MATERIAL SUPPLIED:
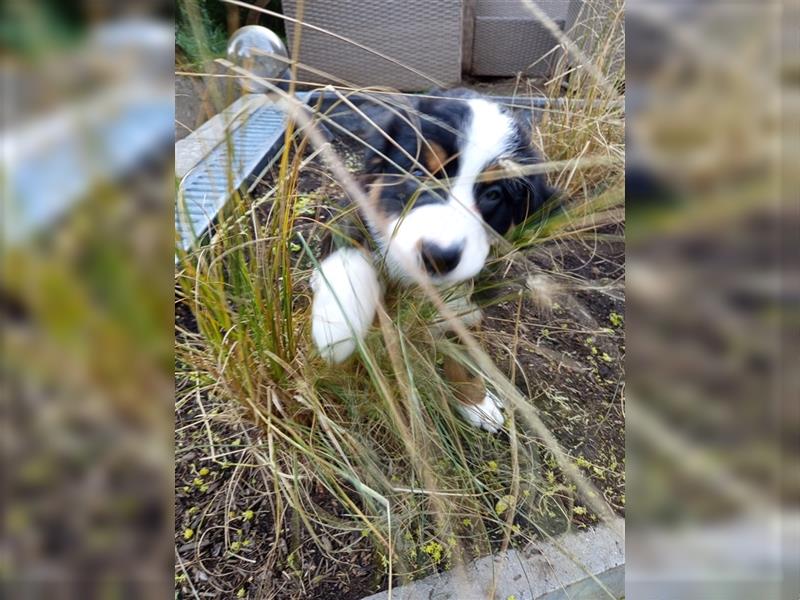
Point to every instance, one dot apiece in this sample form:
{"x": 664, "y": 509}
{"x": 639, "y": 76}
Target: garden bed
{"x": 553, "y": 323}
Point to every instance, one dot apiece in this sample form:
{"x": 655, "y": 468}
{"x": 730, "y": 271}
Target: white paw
{"x": 487, "y": 414}
{"x": 346, "y": 296}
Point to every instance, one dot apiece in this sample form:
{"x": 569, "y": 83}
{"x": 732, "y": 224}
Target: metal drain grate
{"x": 207, "y": 187}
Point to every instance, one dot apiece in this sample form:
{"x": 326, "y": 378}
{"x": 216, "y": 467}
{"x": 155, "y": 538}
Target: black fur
{"x": 395, "y": 151}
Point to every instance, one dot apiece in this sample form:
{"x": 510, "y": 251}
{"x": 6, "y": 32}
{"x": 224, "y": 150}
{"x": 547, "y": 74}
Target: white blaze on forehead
{"x": 489, "y": 135}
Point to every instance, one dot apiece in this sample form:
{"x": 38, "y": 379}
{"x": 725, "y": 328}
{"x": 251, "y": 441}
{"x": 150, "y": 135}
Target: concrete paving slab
{"x": 550, "y": 570}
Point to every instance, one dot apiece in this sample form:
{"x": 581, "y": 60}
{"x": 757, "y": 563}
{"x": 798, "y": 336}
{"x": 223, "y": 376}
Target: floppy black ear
{"x": 390, "y": 136}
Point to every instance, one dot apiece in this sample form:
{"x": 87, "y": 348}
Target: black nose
{"x": 439, "y": 260}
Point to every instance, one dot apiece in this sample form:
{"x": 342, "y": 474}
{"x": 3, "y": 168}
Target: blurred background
{"x": 86, "y": 296}
{"x": 712, "y": 288}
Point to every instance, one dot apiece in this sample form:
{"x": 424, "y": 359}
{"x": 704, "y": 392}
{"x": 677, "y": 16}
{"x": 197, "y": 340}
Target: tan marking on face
{"x": 468, "y": 387}
{"x": 434, "y": 157}
{"x": 493, "y": 172}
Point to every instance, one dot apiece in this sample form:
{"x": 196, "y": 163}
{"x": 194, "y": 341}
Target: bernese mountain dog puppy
{"x": 428, "y": 174}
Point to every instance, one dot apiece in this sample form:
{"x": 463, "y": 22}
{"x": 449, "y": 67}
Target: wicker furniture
{"x": 414, "y": 45}
{"x": 421, "y": 37}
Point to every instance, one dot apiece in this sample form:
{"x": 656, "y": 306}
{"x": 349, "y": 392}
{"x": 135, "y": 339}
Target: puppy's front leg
{"x": 346, "y": 296}
{"x": 476, "y": 404}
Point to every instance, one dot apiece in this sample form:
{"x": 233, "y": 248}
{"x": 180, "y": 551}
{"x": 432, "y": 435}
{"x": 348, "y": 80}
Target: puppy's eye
{"x": 492, "y": 195}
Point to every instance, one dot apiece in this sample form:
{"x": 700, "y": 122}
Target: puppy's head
{"x": 441, "y": 176}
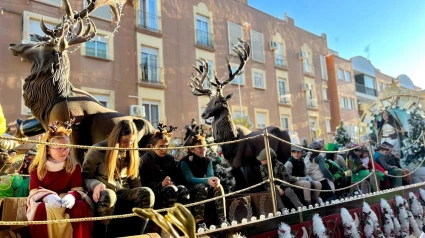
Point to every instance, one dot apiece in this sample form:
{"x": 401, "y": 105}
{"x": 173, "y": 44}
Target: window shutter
{"x": 235, "y": 32}
{"x": 257, "y": 45}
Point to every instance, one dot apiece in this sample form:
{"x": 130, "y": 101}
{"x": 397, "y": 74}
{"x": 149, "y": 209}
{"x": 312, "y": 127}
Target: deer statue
{"x": 242, "y": 154}
{"x": 50, "y": 95}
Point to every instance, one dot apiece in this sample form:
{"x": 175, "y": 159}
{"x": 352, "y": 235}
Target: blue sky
{"x": 394, "y": 30}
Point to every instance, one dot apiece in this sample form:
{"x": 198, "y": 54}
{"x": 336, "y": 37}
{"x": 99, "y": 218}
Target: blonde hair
{"x": 122, "y": 128}
{"x": 40, "y": 159}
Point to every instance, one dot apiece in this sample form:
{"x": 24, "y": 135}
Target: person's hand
{"x": 96, "y": 192}
{"x": 167, "y": 181}
{"x": 53, "y": 200}
{"x": 213, "y": 182}
{"x": 68, "y": 201}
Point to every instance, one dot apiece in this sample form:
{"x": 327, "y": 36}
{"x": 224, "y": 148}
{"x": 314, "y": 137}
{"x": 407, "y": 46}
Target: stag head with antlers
{"x": 218, "y": 103}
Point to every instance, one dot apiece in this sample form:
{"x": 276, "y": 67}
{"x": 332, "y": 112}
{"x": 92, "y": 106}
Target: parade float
{"x": 396, "y": 212}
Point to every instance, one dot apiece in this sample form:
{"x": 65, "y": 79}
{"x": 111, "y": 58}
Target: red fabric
{"x": 61, "y": 182}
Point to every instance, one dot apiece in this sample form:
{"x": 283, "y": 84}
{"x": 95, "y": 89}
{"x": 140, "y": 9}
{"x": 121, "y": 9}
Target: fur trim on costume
{"x": 416, "y": 209}
{"x": 284, "y": 231}
{"x": 403, "y": 217}
{"x": 389, "y": 228}
{"x": 350, "y": 228}
{"x": 319, "y": 230}
{"x": 370, "y": 222}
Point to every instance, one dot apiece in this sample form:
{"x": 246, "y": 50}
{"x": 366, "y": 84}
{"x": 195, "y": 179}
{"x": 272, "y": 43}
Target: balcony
{"x": 308, "y": 69}
{"x": 360, "y": 88}
{"x": 281, "y": 61}
{"x": 151, "y": 75}
{"x": 312, "y": 102}
{"x": 285, "y": 99}
{"x": 149, "y": 22}
{"x": 204, "y": 38}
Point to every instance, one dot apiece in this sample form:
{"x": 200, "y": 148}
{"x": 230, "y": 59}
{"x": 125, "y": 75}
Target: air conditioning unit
{"x": 305, "y": 87}
{"x": 273, "y": 45}
{"x": 137, "y": 110}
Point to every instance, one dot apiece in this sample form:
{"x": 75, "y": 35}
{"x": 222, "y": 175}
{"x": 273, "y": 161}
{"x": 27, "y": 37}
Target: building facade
{"x": 291, "y": 80}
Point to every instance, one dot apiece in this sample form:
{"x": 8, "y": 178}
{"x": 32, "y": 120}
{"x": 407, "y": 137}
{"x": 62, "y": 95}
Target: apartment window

SHORT PROBLEM: Collect every line of the data above that contains the string "window" and copy each one in full.

SOLUTION TO THIS TASK:
Target: window shutter
Target: apartment window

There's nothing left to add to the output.